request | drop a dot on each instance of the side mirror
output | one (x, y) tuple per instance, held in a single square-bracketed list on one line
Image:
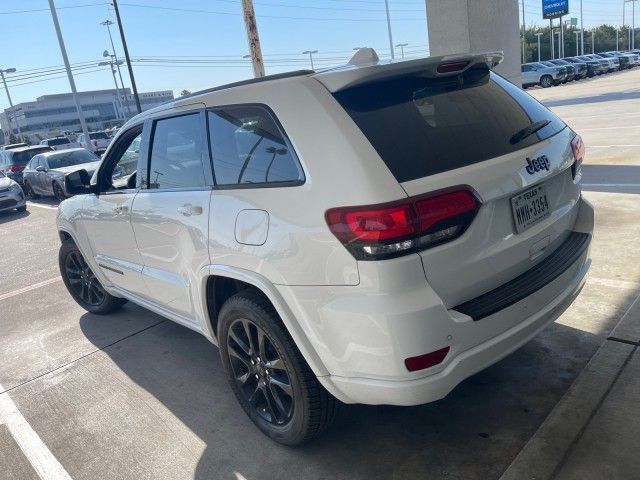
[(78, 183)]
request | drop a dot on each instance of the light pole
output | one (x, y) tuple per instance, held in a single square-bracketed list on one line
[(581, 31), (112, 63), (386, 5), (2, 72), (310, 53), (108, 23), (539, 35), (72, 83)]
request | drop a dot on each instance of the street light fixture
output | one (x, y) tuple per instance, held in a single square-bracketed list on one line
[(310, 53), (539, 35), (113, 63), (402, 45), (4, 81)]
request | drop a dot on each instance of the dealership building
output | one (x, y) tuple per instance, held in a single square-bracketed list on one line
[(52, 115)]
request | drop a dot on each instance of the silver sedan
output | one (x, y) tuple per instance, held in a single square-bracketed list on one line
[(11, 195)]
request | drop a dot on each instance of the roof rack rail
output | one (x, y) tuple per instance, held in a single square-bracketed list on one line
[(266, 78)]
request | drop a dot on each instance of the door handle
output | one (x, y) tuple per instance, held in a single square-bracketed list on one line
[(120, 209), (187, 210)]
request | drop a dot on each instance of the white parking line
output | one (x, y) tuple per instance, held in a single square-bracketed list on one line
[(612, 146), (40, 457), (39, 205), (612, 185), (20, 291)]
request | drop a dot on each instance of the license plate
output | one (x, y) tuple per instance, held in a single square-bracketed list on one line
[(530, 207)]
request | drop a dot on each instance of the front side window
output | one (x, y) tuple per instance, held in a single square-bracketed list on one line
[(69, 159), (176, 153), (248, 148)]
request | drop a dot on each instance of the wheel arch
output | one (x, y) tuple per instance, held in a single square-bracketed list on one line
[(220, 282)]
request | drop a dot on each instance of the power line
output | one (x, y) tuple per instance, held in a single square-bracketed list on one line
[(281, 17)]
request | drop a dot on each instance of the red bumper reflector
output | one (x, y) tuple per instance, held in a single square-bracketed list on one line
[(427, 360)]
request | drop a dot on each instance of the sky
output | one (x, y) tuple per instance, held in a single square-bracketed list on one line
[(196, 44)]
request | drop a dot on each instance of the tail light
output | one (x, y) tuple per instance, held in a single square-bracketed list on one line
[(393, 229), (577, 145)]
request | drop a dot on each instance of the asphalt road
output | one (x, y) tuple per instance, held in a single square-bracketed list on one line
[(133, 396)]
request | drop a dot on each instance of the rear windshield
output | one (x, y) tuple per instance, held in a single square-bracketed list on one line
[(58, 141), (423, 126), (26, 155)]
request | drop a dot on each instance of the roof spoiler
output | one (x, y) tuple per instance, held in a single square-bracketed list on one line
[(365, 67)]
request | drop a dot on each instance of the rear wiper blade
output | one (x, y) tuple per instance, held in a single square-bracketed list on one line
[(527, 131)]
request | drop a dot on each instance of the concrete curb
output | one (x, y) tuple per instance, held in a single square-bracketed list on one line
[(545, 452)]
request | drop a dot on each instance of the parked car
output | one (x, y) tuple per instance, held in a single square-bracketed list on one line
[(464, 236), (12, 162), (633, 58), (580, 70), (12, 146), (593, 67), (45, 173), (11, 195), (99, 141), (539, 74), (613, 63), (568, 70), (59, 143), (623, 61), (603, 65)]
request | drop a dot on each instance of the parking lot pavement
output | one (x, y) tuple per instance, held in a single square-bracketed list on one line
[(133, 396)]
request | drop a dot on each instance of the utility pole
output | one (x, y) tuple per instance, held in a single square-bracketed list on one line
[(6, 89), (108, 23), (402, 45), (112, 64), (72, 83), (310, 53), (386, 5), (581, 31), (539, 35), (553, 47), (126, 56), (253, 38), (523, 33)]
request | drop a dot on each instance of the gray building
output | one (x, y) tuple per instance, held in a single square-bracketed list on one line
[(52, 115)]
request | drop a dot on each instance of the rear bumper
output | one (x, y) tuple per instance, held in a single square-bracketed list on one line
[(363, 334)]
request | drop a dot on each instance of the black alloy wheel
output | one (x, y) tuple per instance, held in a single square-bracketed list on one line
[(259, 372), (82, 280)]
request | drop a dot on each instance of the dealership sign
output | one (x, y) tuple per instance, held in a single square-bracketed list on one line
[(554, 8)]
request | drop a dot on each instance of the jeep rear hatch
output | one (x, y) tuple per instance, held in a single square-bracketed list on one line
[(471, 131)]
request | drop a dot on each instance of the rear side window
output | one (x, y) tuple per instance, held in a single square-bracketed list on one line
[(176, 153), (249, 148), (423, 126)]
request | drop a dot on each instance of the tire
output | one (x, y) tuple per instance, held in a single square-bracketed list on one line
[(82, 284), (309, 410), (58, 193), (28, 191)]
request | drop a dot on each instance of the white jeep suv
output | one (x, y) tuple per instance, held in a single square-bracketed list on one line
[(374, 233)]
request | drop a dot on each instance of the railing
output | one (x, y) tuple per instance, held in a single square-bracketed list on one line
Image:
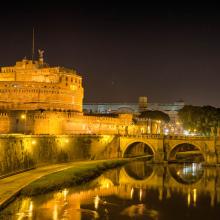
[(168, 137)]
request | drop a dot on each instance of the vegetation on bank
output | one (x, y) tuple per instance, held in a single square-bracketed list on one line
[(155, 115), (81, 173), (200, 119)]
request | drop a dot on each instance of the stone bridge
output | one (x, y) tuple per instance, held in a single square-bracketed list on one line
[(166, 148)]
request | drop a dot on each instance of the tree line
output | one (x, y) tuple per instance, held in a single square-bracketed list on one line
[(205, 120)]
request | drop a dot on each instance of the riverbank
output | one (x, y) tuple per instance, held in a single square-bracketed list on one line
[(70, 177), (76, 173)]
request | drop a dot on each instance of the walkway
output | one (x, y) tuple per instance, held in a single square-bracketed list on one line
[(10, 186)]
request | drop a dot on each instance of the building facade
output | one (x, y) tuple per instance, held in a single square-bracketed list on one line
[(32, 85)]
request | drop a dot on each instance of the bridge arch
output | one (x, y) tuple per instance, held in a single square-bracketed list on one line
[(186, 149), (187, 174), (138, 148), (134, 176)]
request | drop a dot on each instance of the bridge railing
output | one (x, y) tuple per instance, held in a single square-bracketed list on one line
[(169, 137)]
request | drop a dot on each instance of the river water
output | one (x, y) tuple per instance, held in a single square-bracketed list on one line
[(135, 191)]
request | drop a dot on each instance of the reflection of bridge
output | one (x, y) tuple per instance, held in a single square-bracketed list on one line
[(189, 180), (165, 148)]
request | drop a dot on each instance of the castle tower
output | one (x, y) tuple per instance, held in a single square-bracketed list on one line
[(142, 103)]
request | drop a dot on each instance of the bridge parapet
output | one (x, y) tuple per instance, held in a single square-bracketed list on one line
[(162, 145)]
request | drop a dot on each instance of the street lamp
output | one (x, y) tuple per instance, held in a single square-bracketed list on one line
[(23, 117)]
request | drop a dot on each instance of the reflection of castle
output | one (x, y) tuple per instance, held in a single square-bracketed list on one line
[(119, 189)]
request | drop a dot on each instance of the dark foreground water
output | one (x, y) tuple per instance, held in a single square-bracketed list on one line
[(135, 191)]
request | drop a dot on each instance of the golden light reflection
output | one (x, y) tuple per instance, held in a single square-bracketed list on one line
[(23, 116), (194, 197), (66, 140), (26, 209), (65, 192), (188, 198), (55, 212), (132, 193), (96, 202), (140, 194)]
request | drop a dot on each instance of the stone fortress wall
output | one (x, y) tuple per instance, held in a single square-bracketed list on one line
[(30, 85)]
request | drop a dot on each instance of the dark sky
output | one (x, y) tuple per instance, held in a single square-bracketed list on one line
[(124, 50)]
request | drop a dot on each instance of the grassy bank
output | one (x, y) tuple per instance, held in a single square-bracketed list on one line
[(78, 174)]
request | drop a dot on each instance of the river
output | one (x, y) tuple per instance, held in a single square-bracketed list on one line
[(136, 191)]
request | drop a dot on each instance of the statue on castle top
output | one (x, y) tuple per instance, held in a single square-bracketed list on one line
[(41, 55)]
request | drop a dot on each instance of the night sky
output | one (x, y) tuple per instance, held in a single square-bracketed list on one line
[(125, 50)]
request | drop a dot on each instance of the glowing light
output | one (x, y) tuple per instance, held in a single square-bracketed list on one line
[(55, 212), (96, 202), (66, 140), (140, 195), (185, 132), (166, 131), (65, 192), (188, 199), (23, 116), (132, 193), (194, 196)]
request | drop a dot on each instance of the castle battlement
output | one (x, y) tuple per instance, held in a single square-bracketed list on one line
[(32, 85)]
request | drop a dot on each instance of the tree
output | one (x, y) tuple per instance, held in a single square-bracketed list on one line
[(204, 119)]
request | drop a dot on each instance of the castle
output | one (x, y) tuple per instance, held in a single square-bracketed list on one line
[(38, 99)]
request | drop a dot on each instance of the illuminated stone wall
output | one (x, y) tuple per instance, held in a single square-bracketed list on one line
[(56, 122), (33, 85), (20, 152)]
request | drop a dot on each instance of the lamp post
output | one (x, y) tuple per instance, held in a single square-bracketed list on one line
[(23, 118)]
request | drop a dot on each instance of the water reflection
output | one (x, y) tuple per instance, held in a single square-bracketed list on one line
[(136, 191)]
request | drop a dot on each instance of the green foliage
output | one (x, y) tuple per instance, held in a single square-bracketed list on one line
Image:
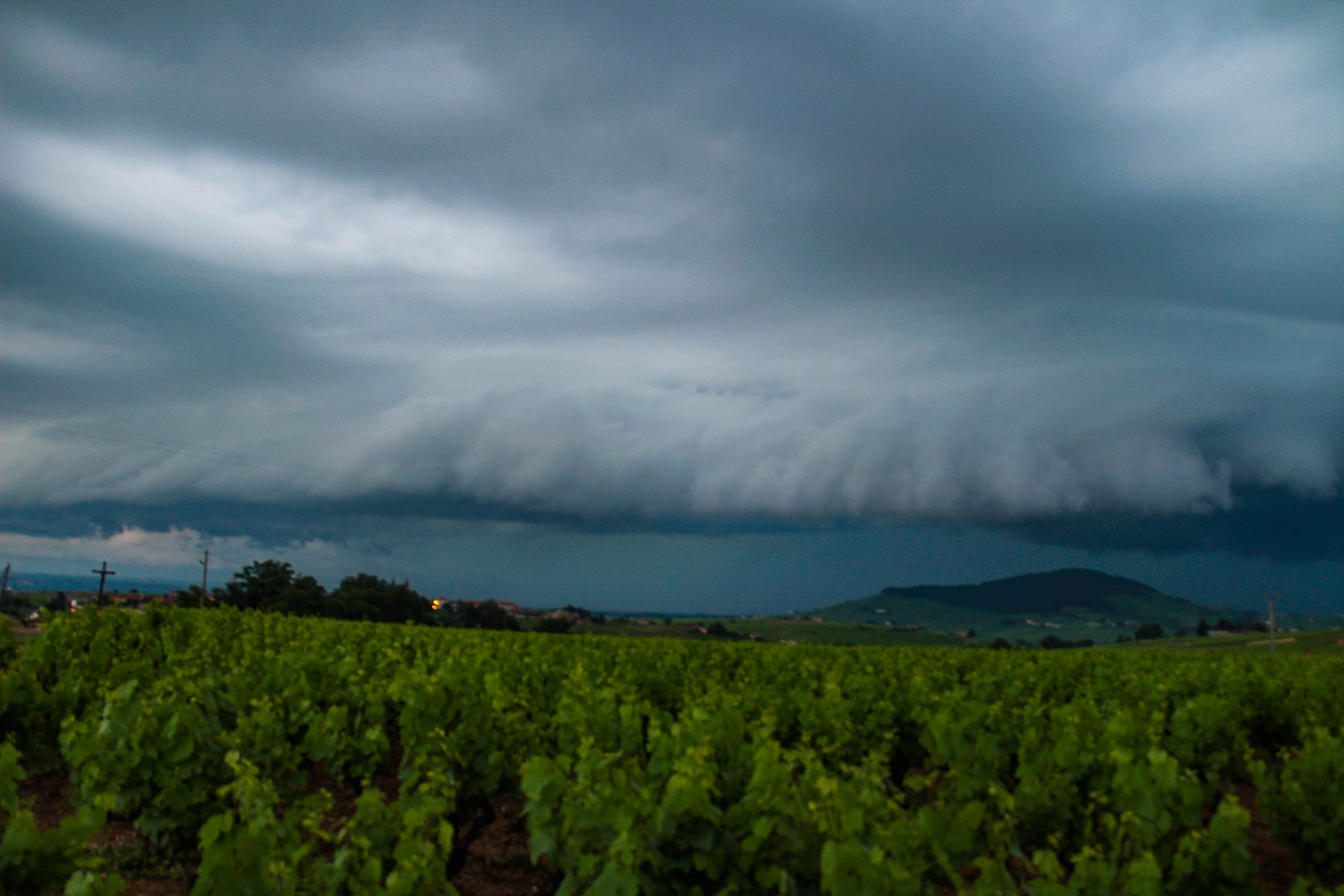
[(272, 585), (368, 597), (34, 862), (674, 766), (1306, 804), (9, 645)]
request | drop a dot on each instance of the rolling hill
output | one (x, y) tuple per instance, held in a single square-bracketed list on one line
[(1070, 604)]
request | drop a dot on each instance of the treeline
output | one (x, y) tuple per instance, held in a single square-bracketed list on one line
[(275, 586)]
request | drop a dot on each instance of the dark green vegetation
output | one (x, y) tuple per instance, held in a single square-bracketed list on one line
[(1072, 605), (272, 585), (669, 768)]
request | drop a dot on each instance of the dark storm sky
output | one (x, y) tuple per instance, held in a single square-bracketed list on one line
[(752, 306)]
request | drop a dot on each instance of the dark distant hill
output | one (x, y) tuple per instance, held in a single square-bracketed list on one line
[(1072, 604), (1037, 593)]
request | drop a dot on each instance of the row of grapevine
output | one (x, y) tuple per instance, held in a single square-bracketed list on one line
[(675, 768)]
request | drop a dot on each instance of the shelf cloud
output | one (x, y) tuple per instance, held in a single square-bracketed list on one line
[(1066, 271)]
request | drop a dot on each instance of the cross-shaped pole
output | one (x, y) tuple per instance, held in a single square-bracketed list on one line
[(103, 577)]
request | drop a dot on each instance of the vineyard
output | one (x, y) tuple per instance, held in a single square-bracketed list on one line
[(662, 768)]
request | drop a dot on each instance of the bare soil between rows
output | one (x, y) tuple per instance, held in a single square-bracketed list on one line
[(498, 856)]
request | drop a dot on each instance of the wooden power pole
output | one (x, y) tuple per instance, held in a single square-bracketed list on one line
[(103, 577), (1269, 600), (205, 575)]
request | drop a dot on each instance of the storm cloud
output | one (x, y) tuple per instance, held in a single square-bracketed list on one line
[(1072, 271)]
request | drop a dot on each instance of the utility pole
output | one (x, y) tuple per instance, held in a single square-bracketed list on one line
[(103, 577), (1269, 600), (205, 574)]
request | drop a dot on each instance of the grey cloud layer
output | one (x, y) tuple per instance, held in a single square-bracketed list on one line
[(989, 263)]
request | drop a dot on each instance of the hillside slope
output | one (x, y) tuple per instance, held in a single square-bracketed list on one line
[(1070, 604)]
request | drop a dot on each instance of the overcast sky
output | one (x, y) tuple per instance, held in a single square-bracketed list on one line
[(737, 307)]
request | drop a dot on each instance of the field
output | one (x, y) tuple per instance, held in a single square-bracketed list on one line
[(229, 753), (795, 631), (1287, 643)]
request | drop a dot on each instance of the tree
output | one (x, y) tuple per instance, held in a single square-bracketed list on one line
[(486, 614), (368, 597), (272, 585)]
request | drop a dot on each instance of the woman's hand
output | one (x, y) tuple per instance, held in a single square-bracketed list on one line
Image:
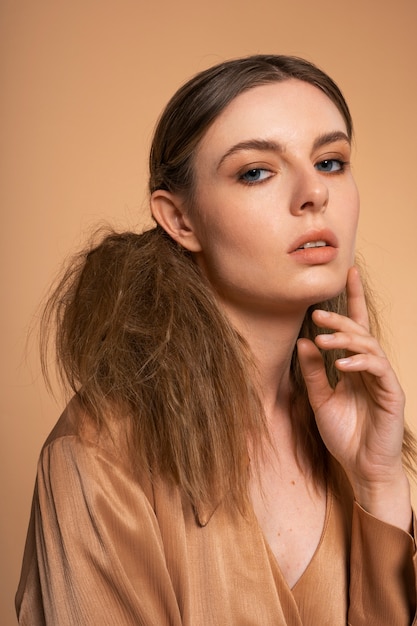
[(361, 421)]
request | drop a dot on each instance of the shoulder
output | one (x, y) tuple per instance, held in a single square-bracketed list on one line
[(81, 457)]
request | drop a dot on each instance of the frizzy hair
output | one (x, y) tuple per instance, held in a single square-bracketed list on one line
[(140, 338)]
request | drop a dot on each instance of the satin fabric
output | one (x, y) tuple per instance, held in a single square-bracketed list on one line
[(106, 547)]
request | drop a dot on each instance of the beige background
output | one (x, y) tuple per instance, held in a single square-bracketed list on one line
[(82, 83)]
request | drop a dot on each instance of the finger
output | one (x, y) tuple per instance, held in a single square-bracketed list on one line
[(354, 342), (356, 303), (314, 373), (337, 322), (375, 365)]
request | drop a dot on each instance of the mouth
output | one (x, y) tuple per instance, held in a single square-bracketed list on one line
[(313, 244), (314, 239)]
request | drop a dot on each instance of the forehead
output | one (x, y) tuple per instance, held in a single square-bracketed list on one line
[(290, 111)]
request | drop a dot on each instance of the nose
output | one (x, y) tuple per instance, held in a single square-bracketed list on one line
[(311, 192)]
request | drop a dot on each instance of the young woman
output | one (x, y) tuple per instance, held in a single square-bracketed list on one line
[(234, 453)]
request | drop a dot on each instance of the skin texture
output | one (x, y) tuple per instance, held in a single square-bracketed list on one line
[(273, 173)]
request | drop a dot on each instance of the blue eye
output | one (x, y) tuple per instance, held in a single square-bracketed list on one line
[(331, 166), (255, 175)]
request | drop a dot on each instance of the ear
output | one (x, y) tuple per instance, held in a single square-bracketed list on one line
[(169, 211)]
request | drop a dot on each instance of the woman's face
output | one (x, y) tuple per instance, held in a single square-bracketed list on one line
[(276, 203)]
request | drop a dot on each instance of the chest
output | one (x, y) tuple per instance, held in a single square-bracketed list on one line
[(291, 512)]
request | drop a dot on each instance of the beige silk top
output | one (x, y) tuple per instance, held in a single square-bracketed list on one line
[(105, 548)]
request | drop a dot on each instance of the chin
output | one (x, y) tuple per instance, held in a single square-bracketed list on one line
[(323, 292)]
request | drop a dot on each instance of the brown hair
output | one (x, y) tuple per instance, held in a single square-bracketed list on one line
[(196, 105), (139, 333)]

**What you have to do**
Can you format the lines from the one containing "request | drop a dot on each instance of the walkway" up to and including the one containing "202), (140, 194)]" as a numbered list with blank lines omitted?

**Written response**
1. request | drop a dot on each instance of the walkway
2. output | one (x, y) tuple per instance, held in a single square-bracketed list on one line
3. [(10, 186)]
4. request | drop a dot on each instance of the building facade
5. output | one (x, y) tuple per instance, held in a single square-bracketed list on one line
6. [(32, 85)]
7. request | drop a dot on each instance of the bridge arch
8. output | one (x, y) tuple per instance, held in a single square-bracketed list on one line
9. [(186, 149), (187, 174), (138, 148), (134, 176)]
10. request | drop a dot on each instance of the bridge railing
11. output | one (x, y) tuple per instance, held in a single square-bracketed list on one line
12. [(169, 137)]
13. request | drop a dot on each instance of the river water
14. output | one (x, y) tuple per instance, held in a single square-bracketed list on one line
15. [(135, 191)]
16. request | drop a dot on each instance of the reflection of bridge
17. output | one (x, y) tuple per instance, held in a single square-bracketed list on one line
18. [(189, 180), (165, 148)]
19. request | drop a dot on each instance of the castle tower
20. output | one (x, y) tuple per instance, held in a single square-bracketed list on one line
21. [(142, 103)]
22. request | drop a dot on each instance of the bridge parapet
23. output | one (x, y) tuple per instance, held in a single square-bracketed list on one line
24. [(162, 145)]
25. request | drop a dot on each instance of the street lamp
26. output | one (x, y) tuple per instance, held in a single square-bracketed list on one line
27. [(23, 117)]
28. request | drop a dot on each instance of the reflection of castle
29. output | one (x, y) tuple per instance, held in a single square-bracketed list on one line
30. [(119, 189)]
31. request | drop a dot on each instance of the dark foreground water
32. output | one (x, y) tuple per instance, held in a single square-bracketed list on one line
33. [(135, 191)]
34. request | drop a dot on each instance of the golden light reflection
35. output | one (x, y) tuple per instance, held in a single square-bracketed list on one line
36. [(23, 116), (194, 197), (66, 140), (26, 209), (65, 192), (188, 198), (55, 212), (132, 193), (96, 202), (140, 194)]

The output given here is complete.